### [Excerpted passage]
=== Begin Enclosure ===
Metastasis is responsible for most cancer-related deaths, but it’s hard to trace. Now, a group of researchers has developed a CRISPR-based method that helped track tumor spreading patterns.
Researchers from the Massachusetts Institute of Technology (MIT), the University of California, Berkeley and the University of California, San Francisco used the CRISPR gene editing tool to map out a detailed family tree that revealed the dynamics behind the development and progression of cancer metastases.
While tracking the cancer cells, the scientists uncovered genes that either contributed to or suppressed the cells’ metastatic ability, as well as metastasis “hubs” they believe could be targeted with new cancer therapies. The results were published in Science.
“With this method, you can ask questions like, ‘How frequently is this tumor metastasizing? Where did the metastases come from? Where do they go?’” said MIT biology professor Jonathan Weissman, Ph.D., the study’s co-corresponding author, in a statement. “By being able to follow the history of the tumor in vivo, you reveal differences in the biology of the tumor that were otherwise invisible.”
Existing cancer-lineage tracking tools are limited by their relatively low sensitivity to mutations and their inability to uncover details about the movement of cell subpopulations. So Weissman and colleagues turned to the CRISPR-Cas9 technology.
=== End Enclosure ===
### [Exercise tasks]
**a.** Summarize the passage on tracking cancer metastasis in two sentences.
**b.** According to the passage on tracking cancer metastasis, in which journal were the results published?
**c.** Decide whether each statement agrees with the passage on tracking cancer metastasis, and quote the words that settle it: (i) Metastasis causes most cancer-related deaths. (ii) Existing cancer-lineage tracking tools are highly sensitive to mutations. (iii) Jonathan Weissman is a biology professor at UC Berkeley.
The listing after this has no connection to the passage on tracking cancer metastasis.

### [Data under study]
=== Begin Enclosure ===
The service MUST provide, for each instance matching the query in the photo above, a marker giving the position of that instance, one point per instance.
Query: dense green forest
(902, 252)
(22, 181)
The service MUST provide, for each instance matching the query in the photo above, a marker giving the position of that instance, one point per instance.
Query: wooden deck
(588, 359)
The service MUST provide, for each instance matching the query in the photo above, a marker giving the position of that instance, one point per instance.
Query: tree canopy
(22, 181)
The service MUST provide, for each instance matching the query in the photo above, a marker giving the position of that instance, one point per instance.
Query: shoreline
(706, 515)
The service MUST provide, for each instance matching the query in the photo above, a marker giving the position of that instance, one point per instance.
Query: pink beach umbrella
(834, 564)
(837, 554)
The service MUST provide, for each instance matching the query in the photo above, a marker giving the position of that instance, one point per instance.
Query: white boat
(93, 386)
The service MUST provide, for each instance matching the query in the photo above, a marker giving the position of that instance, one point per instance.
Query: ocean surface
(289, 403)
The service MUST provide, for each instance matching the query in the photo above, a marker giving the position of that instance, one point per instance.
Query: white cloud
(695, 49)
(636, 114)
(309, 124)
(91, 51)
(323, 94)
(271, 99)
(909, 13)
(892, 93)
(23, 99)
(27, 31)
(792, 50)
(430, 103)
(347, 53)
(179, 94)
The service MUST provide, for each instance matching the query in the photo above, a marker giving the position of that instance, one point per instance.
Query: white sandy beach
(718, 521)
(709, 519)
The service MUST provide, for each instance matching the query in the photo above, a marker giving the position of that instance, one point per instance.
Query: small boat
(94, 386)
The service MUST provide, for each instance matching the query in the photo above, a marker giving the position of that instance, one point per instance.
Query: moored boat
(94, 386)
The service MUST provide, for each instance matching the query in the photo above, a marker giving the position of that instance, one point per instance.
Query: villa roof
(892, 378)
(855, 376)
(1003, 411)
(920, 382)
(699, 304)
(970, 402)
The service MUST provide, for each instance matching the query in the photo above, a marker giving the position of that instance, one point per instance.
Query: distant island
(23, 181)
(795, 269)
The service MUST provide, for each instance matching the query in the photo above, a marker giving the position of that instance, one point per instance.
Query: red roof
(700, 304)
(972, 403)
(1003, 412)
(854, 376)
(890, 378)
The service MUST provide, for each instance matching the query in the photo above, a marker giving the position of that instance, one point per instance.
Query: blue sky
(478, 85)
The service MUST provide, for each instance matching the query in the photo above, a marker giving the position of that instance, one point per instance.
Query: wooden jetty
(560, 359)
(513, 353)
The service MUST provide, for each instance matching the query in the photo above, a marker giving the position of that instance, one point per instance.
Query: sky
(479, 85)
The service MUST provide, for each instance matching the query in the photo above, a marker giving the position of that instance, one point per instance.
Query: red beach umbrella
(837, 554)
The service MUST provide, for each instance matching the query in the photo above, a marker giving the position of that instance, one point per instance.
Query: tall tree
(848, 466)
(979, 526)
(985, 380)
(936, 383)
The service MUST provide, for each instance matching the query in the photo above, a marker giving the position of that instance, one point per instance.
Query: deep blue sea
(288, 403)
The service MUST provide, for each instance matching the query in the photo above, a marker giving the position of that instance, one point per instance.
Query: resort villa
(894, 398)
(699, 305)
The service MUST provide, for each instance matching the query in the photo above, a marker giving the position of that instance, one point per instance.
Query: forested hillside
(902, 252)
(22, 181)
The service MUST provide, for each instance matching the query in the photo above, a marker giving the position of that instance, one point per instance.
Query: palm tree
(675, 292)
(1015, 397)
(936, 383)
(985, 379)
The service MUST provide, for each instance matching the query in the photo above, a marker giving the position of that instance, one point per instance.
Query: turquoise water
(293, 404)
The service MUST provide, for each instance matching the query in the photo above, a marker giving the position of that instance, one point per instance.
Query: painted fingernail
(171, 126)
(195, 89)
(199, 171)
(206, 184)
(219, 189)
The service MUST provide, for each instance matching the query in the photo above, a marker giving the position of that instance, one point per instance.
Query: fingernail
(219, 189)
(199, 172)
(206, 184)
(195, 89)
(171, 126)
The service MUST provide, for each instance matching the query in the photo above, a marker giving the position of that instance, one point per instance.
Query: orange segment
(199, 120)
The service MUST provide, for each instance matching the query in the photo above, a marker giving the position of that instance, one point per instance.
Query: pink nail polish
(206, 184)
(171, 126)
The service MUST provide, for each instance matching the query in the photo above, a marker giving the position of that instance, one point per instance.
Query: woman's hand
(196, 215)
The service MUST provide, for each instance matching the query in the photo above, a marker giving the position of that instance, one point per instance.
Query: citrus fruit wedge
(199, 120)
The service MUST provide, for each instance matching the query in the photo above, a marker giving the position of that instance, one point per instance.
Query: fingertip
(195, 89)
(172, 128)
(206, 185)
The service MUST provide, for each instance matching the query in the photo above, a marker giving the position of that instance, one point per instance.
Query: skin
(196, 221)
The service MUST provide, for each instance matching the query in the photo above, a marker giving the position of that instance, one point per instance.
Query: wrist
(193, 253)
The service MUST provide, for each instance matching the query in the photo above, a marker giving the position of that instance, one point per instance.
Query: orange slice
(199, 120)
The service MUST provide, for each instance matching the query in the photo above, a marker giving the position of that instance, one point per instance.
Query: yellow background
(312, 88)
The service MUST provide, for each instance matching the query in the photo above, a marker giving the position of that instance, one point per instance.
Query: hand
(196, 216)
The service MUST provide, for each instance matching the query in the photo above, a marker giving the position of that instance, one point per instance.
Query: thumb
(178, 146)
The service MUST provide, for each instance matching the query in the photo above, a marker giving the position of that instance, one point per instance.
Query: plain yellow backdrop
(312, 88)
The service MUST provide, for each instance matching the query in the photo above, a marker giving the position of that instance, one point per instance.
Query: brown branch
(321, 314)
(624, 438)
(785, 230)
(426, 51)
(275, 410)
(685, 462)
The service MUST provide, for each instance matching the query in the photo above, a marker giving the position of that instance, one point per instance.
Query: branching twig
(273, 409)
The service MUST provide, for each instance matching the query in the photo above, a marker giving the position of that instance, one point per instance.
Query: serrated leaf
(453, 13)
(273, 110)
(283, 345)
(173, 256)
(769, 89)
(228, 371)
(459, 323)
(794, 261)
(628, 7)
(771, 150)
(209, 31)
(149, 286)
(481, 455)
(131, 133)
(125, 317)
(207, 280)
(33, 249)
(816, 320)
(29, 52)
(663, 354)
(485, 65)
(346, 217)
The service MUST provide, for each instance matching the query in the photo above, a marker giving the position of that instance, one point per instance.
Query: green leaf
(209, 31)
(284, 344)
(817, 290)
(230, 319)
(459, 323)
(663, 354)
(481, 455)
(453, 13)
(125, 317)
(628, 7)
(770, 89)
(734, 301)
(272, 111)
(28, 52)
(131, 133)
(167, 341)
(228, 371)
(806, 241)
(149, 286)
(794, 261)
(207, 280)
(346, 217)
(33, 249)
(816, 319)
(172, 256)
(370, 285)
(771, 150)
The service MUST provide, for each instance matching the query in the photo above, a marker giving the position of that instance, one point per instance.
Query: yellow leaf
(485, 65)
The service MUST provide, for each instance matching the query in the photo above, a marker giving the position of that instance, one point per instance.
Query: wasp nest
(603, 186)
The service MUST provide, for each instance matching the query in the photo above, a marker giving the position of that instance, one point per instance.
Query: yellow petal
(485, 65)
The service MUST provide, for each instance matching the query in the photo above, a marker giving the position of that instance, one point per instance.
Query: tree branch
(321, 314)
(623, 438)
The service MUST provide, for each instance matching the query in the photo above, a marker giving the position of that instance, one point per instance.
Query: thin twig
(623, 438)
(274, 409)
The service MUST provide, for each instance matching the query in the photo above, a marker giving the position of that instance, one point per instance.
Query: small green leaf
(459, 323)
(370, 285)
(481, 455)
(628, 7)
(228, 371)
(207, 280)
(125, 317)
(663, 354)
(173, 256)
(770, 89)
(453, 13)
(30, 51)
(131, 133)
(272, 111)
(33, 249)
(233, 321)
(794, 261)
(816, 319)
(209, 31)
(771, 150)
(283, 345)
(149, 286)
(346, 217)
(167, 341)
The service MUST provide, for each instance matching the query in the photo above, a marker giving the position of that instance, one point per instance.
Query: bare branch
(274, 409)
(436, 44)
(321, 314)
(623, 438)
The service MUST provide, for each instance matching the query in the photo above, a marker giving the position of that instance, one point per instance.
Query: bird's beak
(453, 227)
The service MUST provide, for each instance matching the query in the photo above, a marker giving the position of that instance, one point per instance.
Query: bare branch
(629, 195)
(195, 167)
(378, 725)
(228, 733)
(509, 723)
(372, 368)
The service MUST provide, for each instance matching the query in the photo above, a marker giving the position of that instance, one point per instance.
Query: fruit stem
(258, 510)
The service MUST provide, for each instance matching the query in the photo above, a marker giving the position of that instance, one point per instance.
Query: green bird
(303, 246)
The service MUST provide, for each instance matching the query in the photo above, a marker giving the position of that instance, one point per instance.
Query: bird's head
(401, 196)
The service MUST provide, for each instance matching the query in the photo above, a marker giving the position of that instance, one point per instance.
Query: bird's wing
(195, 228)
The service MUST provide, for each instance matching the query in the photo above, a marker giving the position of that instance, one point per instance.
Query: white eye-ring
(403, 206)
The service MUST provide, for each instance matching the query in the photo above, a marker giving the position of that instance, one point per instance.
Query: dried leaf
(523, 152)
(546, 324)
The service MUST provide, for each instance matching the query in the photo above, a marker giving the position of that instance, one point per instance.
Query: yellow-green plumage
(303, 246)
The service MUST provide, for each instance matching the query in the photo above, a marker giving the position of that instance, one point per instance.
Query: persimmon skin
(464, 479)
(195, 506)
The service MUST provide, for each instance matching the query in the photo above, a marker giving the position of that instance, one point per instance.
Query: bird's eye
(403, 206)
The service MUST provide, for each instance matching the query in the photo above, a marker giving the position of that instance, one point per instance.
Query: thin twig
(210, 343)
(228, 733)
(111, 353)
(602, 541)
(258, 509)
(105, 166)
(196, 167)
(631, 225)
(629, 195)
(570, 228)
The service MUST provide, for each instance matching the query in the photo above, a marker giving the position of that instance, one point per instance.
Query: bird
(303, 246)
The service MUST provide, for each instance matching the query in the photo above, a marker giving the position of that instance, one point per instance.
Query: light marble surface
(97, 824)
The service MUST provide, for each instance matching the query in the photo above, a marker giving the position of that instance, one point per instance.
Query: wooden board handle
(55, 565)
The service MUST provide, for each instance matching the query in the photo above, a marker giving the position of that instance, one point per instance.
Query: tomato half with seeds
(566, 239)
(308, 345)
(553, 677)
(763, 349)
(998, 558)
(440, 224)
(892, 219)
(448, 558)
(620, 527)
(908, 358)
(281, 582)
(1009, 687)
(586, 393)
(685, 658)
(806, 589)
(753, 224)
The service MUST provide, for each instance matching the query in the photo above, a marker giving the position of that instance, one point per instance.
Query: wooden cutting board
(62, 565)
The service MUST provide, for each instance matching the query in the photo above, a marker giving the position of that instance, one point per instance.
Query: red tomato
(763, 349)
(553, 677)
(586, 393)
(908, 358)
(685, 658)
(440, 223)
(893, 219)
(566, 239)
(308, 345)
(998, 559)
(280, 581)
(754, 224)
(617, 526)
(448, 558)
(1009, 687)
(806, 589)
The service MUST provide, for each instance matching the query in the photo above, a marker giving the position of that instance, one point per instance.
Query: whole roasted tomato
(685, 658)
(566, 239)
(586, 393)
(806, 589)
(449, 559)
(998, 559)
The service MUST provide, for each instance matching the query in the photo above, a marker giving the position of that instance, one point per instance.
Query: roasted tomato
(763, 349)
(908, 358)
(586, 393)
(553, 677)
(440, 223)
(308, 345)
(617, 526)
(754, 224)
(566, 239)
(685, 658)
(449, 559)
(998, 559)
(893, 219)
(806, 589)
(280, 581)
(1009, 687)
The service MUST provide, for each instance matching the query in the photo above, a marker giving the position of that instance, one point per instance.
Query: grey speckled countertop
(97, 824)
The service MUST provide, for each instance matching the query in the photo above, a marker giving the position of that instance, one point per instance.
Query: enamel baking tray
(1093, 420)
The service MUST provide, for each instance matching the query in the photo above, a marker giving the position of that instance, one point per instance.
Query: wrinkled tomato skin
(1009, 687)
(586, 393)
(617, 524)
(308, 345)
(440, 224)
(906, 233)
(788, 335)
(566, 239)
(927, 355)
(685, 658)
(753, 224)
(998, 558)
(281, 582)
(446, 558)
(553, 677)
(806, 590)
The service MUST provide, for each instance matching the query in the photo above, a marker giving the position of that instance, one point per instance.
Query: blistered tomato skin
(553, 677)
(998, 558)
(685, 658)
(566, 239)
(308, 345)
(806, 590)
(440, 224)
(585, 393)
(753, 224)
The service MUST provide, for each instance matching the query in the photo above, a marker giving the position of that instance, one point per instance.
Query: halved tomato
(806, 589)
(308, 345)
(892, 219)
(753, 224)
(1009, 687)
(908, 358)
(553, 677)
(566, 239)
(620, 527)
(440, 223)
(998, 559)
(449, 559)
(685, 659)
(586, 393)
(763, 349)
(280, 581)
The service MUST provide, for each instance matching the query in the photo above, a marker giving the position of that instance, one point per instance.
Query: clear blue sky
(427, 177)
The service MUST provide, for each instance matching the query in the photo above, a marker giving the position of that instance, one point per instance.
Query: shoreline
=== End Enclosure ===
### [Results of the tasks]
**a.** Researchers from MIT, UC Berkeley and UC San Francisco used the CRISPR gene editing tool to build a detailed family tree of cancer cells that revealed how metastases develop and progress. They also found genes that either contributed to or suppressed metastatic ability, as well as metastasis "hubs" they believe new cancer therapies could target, and they published the results in Science.

**b.** Science.

**c.**
(i) Yes: "Metastasis is responsible for most cancer-related deaths"
(ii) No: "limited by their relatively low sensitivity to mutations"
(iii) No: "MIT biology professor Jonathan Weissman"